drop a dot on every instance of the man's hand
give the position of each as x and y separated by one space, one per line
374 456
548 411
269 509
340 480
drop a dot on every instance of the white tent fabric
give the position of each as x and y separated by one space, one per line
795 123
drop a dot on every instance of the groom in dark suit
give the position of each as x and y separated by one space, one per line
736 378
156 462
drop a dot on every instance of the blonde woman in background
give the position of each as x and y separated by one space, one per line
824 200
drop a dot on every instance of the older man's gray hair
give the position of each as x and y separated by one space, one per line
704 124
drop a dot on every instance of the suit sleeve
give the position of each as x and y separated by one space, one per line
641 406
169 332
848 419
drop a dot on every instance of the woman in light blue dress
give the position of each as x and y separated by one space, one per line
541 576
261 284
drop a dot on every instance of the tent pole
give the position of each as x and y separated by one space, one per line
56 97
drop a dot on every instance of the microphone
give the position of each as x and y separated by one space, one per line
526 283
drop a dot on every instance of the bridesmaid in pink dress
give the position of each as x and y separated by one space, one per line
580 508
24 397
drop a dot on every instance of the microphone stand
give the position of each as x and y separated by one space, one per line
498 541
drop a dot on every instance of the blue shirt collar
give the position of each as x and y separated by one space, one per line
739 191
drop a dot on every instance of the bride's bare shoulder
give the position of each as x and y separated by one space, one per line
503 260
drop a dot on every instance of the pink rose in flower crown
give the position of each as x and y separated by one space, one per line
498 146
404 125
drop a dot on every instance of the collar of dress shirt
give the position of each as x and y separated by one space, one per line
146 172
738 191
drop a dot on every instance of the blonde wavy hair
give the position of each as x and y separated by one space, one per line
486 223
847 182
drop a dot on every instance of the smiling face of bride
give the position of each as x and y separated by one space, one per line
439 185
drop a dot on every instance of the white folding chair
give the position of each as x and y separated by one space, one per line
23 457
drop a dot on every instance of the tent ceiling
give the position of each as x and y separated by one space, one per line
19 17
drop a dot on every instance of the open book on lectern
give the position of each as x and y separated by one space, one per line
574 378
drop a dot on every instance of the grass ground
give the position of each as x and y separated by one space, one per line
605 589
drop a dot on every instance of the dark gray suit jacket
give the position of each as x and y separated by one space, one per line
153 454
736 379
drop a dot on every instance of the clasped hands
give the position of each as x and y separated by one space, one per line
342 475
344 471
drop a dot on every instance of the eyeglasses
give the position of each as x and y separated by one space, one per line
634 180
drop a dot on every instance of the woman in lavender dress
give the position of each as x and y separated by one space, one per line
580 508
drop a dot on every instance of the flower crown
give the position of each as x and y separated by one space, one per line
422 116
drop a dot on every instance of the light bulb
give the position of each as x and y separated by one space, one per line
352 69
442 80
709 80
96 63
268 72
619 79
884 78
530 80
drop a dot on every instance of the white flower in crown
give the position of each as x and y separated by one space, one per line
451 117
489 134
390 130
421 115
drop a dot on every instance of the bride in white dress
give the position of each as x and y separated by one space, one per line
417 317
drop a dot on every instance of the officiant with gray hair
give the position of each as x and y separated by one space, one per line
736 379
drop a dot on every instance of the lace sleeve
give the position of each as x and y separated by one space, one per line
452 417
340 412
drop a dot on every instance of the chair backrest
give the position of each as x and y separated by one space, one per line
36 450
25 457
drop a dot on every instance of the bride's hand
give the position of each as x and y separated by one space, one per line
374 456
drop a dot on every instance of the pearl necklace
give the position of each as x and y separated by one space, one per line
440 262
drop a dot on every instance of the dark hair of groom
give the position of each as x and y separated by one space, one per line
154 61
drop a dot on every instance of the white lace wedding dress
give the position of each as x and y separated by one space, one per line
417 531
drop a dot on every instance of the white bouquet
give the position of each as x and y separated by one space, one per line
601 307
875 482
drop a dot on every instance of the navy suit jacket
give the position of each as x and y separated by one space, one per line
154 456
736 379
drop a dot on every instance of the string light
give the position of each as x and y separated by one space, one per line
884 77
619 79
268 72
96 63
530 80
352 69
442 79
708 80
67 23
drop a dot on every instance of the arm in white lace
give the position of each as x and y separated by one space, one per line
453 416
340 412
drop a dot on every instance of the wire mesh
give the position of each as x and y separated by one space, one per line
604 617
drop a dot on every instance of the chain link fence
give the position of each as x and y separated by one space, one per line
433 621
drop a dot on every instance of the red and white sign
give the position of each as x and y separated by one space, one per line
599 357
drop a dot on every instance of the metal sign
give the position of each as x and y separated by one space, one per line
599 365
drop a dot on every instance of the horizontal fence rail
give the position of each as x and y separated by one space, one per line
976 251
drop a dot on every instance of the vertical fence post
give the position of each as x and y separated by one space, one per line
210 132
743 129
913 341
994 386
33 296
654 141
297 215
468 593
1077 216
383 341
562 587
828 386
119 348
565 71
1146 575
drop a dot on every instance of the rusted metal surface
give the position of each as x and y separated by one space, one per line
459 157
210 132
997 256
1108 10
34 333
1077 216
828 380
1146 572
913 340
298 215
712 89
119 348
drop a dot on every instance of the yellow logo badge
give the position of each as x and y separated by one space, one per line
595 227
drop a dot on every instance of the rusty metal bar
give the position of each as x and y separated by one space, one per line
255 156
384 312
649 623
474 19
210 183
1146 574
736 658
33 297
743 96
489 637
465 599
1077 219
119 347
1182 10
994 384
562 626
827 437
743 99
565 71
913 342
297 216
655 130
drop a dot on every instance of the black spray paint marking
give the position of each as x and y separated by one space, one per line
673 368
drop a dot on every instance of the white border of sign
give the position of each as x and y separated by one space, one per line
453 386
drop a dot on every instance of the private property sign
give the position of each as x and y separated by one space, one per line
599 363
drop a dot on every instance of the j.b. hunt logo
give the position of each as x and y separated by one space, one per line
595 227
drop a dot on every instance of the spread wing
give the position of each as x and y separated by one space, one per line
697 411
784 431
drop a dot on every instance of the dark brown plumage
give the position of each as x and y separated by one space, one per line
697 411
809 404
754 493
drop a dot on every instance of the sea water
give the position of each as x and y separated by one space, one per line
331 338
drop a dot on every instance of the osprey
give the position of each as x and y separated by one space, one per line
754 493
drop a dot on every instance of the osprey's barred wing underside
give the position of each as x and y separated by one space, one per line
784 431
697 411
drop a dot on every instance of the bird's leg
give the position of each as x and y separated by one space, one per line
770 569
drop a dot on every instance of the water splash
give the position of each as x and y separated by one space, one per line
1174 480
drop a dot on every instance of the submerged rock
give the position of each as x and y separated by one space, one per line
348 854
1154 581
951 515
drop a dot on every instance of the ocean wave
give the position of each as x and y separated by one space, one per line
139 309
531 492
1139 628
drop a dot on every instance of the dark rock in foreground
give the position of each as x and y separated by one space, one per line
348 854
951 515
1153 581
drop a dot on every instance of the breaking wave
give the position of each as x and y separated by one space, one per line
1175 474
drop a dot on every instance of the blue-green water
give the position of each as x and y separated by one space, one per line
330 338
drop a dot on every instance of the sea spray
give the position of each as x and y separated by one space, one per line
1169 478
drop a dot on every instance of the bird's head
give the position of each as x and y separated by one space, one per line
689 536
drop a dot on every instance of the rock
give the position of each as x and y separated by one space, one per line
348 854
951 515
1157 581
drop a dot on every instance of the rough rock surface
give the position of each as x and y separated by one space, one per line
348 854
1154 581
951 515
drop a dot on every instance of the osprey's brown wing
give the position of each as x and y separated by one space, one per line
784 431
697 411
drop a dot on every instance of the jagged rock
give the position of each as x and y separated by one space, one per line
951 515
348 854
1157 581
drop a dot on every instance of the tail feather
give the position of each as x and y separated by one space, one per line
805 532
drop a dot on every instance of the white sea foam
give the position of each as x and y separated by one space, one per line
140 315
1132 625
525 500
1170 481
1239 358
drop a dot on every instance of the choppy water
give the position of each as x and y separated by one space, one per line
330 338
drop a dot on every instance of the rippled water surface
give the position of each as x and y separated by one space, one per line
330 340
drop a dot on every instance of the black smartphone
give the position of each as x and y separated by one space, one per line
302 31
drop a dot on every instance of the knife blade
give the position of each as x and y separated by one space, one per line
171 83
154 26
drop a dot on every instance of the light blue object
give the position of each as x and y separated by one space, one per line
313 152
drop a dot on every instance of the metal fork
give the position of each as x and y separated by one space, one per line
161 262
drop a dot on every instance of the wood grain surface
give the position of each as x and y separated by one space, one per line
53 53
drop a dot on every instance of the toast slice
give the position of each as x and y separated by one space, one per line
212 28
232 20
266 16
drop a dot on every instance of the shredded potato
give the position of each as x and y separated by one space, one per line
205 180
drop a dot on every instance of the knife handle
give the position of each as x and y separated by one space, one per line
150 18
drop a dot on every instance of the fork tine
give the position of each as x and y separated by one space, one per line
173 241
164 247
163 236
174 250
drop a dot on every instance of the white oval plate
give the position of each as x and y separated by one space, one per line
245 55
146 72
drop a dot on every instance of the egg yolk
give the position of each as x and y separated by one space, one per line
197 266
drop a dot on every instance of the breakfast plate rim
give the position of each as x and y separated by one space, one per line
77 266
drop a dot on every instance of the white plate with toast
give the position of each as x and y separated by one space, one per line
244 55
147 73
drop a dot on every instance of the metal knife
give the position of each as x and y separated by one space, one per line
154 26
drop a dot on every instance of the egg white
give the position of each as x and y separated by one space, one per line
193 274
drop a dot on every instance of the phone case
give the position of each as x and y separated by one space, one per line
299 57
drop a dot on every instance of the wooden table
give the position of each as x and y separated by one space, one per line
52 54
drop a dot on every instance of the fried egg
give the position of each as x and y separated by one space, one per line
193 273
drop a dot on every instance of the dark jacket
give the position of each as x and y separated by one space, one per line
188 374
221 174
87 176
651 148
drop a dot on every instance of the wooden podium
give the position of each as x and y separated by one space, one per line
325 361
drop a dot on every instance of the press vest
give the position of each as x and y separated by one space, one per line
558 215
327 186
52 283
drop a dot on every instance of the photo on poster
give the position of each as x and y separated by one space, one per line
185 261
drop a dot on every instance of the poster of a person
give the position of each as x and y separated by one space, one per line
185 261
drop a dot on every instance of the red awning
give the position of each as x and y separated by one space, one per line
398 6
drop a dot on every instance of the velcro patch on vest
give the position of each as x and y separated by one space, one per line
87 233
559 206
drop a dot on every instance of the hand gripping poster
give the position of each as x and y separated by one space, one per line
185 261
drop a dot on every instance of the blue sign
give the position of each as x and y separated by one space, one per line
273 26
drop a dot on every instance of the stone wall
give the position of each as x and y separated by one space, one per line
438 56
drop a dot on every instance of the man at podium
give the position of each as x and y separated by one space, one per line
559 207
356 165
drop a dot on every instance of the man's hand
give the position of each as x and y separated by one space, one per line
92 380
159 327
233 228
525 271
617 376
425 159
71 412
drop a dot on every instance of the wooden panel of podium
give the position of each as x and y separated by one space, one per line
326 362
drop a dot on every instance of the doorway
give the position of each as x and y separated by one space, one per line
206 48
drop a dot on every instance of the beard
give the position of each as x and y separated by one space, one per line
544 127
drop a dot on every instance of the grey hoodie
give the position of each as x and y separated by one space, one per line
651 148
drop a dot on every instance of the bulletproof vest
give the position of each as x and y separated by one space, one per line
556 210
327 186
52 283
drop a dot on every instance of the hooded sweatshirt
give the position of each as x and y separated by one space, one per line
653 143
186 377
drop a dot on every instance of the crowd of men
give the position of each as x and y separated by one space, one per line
=-=-=
• _Aim of the task_:
If a line above holds the word "blonde", copy it.

• _Result of this task_:
drop a dot on every instance of the blonde woman in background
drop a dot on every instance of the blonde wavy hair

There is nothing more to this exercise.